Aufgabenziel: Welches Jahr bildet laut dem Text zur Analyse die erste Zeitschicht des Romans?

Text zur Analyse:
╔══

Er sprach von Brüdern, von Heimat, von der Schönheit und Zerbrechlichkeit der
Welt. Und er sprach von Raumforderungen – innen wie außen.
Schon früh im Gespräch wurde deutlich, wie sehr
dieser Roman aus persönlicher Erfahrung gespeist ist.
„Ich musste den Erzählraum öffnen“, sagte Achten, „musste die unmittelbare
Trauer in Literatur überführen.“
So entstanden Simon und Vinzenz Brougen – zwei Brüder, eng verbunden seit
Kindertagen, geworfen in eine Welt, die ihnen langsam unter den Füßen
zerbricht.
Vinzenz und Simon: Brüderlichkeit unter dem Druck
der Zeit
1988, das „Spieljahr“, wie Achten es nennt,
bildet die erste Zeitschicht des Romans.
Simon, impulsiv, verliebt, zerreißt in einer unbedachten Bewegung den
Judas-Kopf vom Altar der Dorfkirche.
Ein Judas, der Kriege, Verwüstungen, den Einmarsch Napoleons und den Zweiten
Weltkrieg überstanden hatte – aber nicht die zittrige Hand eines Jungen,
geblendet von der Sehnsucht nach Nähe.
Es ist Vinzenz, der ruhig bleibt, der flickt, der
schützt.
„Er war immer der Ruhigere, der Besonnenere“, sagte Achten.
Und so entsteht früh jenes Band, das später, als die Zeichen der Zerstörung
deutlicher werden, auf eine neue Probe gestellt wird.
2017 kehrt Vinzenz zurück in ein Kirschrath, das
längst an der Abbruchkante liegt.
Nur noch wenige hundert Meter trennen das Dorf von den Baggern des Tagebaus.
Und auch in Vinzenz' Körper kündigt sich eine unaufhaltsame Raumforderung an:
Ein Glioblastom.
Zuerst ein Stolpern beim Joggen.
Dann der erste epileptische Anfall – „eine Sensation“, wie die Ärzte sagen, ein
frühes Signal der schweren Krankheit.
„Es war mir wichtig, diese frühen, leisen Zeichen
sichtbar zu machen“, erklärte Achten, „nicht erst die Katastrophe zu erzählen,
sondern die Vorboten.“
Martha: Nähe in zwei Zeiten
Zwischen den Brüdern steht Martha – damals wie
heute.

╚══

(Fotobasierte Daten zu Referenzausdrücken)
╔══

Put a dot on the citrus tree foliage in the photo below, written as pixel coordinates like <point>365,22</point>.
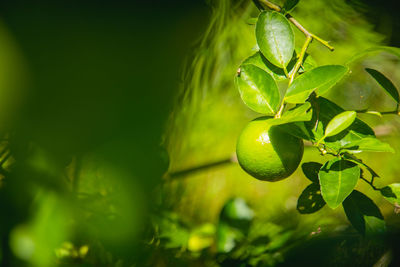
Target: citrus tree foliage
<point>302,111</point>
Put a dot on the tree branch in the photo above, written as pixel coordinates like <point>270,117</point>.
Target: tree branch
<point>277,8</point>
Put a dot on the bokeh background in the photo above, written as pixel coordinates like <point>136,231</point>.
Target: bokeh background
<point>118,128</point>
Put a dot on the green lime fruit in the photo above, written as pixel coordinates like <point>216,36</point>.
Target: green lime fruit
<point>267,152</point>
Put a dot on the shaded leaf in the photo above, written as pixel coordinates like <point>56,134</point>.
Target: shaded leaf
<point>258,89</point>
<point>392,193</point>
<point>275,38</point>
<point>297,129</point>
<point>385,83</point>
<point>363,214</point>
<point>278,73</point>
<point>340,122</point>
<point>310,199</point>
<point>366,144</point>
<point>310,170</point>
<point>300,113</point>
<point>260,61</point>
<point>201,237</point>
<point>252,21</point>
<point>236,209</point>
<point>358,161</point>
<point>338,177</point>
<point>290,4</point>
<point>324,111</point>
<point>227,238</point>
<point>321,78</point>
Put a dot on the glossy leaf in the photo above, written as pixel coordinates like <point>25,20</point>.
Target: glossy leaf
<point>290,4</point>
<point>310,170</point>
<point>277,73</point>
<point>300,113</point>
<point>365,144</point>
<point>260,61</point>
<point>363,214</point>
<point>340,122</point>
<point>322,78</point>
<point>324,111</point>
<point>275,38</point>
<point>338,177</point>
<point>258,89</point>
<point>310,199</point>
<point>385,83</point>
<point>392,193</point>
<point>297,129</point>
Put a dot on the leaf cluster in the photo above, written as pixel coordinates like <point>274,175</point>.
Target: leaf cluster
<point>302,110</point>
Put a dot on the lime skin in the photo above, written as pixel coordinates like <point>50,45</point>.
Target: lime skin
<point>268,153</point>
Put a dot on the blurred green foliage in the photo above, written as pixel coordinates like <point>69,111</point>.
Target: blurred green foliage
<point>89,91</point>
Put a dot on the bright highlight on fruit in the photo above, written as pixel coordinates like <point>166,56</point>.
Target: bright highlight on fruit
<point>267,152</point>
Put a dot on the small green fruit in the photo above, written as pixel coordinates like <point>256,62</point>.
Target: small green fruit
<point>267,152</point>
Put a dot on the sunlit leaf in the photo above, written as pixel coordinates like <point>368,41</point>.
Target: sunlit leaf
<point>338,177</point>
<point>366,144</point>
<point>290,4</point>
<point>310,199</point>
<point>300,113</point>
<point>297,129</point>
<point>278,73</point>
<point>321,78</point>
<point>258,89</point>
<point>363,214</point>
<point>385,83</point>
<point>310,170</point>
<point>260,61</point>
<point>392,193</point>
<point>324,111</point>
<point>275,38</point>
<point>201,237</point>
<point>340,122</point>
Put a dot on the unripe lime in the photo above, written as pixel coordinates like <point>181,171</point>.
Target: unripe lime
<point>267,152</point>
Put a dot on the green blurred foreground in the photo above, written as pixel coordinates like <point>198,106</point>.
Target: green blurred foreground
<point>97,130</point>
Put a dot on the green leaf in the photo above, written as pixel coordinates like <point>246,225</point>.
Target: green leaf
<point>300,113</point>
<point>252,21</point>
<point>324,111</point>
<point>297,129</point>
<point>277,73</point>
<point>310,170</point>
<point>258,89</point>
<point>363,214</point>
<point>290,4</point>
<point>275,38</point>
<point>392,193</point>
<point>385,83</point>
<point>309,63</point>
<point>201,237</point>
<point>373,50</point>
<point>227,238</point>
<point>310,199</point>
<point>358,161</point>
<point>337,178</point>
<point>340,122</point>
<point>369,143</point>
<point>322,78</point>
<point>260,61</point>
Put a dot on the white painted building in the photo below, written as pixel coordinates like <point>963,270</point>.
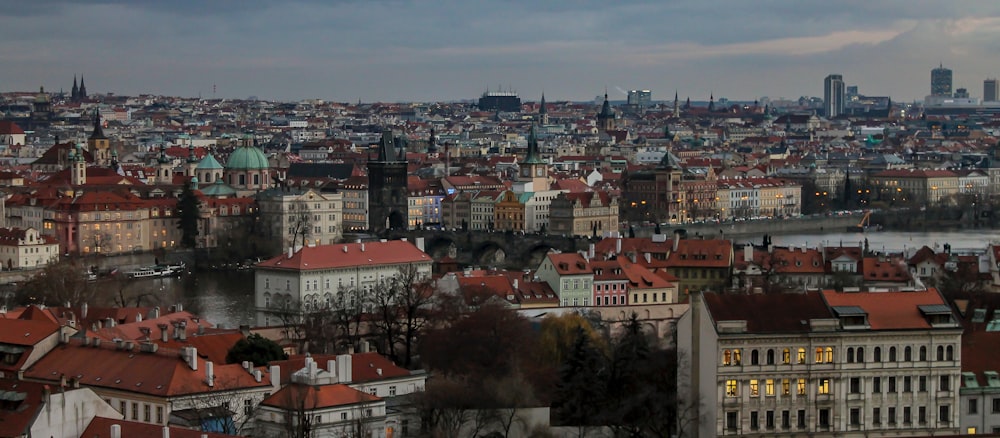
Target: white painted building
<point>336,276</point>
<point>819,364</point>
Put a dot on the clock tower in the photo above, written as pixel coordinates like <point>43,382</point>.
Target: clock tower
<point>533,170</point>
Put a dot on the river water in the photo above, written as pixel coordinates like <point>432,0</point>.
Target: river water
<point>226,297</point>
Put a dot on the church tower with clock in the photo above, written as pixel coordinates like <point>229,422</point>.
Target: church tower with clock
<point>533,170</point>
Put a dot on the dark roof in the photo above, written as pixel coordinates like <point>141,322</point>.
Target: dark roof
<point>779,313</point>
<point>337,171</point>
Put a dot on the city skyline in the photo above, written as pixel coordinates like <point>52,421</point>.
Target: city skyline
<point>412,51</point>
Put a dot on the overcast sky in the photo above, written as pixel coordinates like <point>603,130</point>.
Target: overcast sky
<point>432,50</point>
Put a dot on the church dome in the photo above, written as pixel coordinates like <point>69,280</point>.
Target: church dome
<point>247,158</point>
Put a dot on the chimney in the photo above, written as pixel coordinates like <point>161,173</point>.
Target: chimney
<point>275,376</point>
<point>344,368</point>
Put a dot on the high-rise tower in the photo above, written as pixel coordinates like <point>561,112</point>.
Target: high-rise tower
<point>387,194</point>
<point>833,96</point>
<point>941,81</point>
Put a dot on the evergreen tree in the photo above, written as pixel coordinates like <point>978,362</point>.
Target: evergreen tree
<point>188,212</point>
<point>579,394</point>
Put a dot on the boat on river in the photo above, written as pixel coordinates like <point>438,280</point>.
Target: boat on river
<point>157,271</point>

╚══
╔══

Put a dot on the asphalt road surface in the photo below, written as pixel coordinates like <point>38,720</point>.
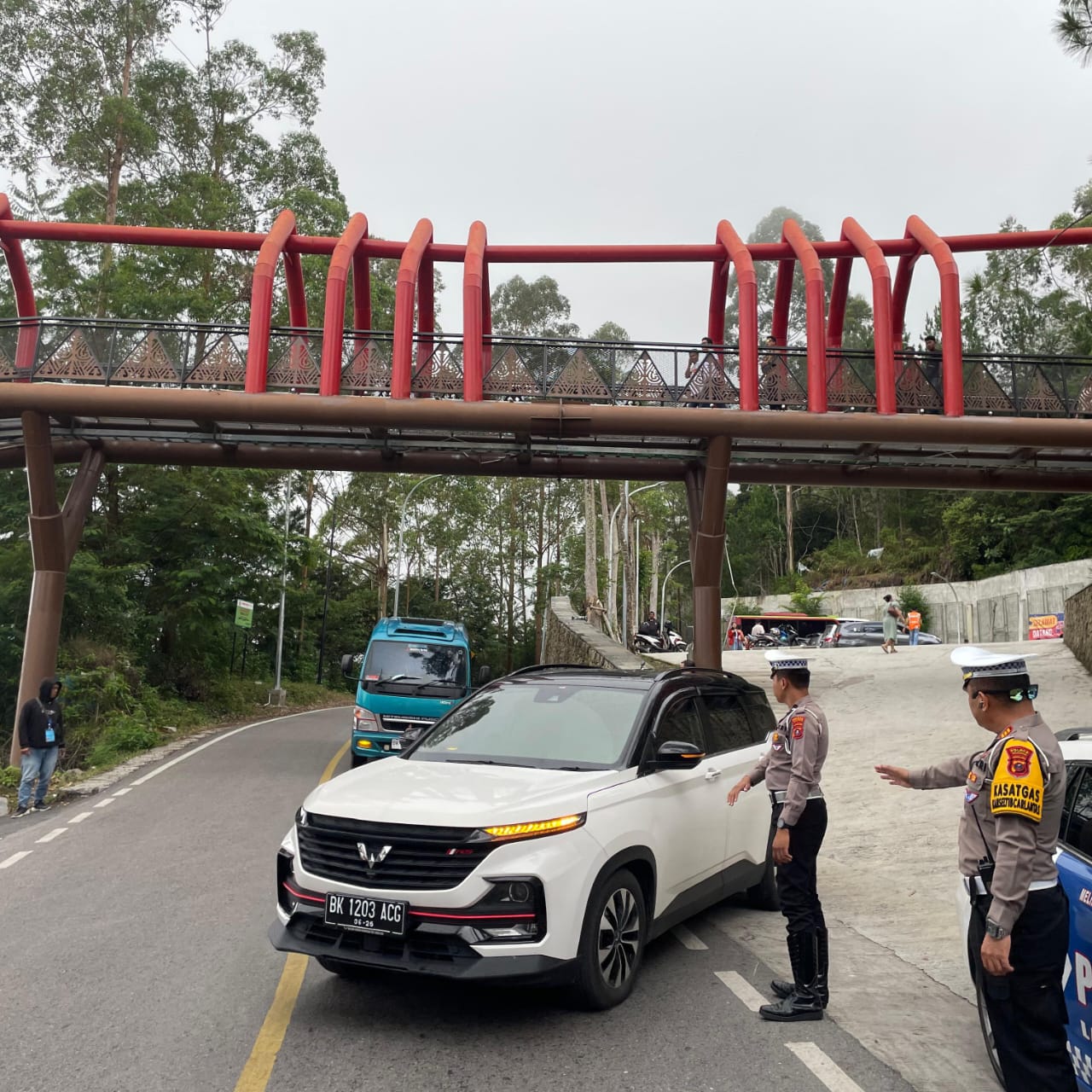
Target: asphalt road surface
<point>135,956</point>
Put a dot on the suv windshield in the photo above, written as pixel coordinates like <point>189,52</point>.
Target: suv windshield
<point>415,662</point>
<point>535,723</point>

╚══

Lösung: 1988